======== Text zum Lesen ========
Vitesse


In Insiderkreisen schlug man mal wieder Purzelbäume. Eine neue Wahnsinnskapelle war ausgemacht worden, mit ganz tollen Songs, voller Frische und Energie, unprätentiös und geradeheraus gebracht. Die Zukunft des europäischen Rock'n'Roll womöglich.... aber gehen wir die Sache mal ganz sachte an, auch wenn der französische Namen dieser englisch singenden holländischen Gruppe im Deutschen "Geschwindigkeit" bedeutet.

Zur Veröffentlichung der LP „Out In The Country“ (EMI 1 C 064-26013) auf dem deutschen Plattenmarkt stellten sich Vitesse erstmals live außerhalb der holländischen Grenzen vor; so zwei Nächte lang auch im Hamburger „Logo“. Ihrem Namen mach-, ten die vier schon alle Ehre, denn mit reichlich Tempo jagten sie durch ihre Songs, die vielleicht nicht unbedingt prätentiös zu nennen sind, die aber gewiß mit einem gehörigen Maß an spieltechnischer Ambition in Szene gesetzt werden. Komplizierte Akkordfolgen, differenzierte Rhythmik, zweifellos virtuos musiziert; meinen Ohren fehlte allerdings ein profilierter Leadsänger und vor allem Seele, wenn ihr wißt, was ich meine.
========
Aufgaben:
1) Schreiben Sie aus dem Bericht über Vitesse den Abschnitt von „Zur Veröffentlichung der“ bis „was ich meine.“ wortgetreu ab.
2) Übertragen Sie sämtliche Zeilen der Einträge samt den Aufforderungen erneut und addieren Sie dabei zu jeder Koordinate in den Antworten −48. Lassen Sie die Bilder in Ihrer Antwort weg.
Der Bericht über Vitesse und die Einträge sind voneinander unabhängiges Material.
======== Datensätze ========
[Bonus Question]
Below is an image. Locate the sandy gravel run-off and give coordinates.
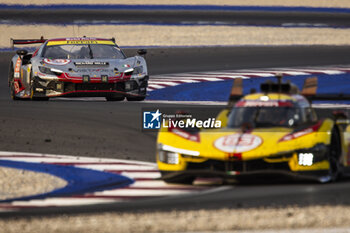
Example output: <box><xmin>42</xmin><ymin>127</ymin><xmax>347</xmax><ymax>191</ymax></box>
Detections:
<box><xmin>0</xmin><ymin>206</ymin><xmax>350</xmax><ymax>233</ymax></box>
<box><xmin>0</xmin><ymin>0</ymin><xmax>350</xmax><ymax>7</ymax></box>
<box><xmin>0</xmin><ymin>25</ymin><xmax>350</xmax><ymax>47</ymax></box>
<box><xmin>0</xmin><ymin>167</ymin><xmax>67</xmax><ymax>200</ymax></box>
========
Lösungen:
1)
Zur Veröffentlichung der LP „Out In The Country“ (EMI 1 C 064-26013) auf dem deutschen Plattenmarkt stellten sich Vitesse erstmals live außerhalb der holländischen Grenzen vor; so zwei Nächte lang auch im Hamburger „Logo“. Ihrem Namen mach-, ten die vier schon alle Ehre, denn mit reichlich Tempo jagten sie durch ihre Songs, die vielleicht nicht unbedingt prätentiös zu nennen sind, die aber gewiß mit einem gehörigen Maß an spieltechnischer Ambition in Szene gesetzt werden. Komplizierte Akkordfolgen, differenzierte Rhythmik, zweifellos virtuos musiziert; meinen Ohren fehlte allerdings ein profilierter Leadsänger und vor allem Seele, wenn ihr wißt, was ich meine.

2)
[Bonus Question]
Below is an image. Locate the sandy gravel run-off and give coordinates.
Example output: <box><xmin>42</xmin><ymin>127</ymin><xmax>347</xmax><ymax>191</ymax></box>
Detections:
<box><xmin>-48</xmin><ymin>158</ymin><xmax>302</xmax><ymax>185</ymax></box>
<box><xmin>-48</xmin><ymin>-48</ymin><xmax>302</xmax><ymax>-41</ymax></box>
<box><xmin>-48</xmin><ymin>-23</ymin><xmax>302</xmax><ymax>-1</ymax></box>
<box><xmin>-48</xmin><ymin>119</ymin><xmax>19</xmax><ymax>152</ymax></box>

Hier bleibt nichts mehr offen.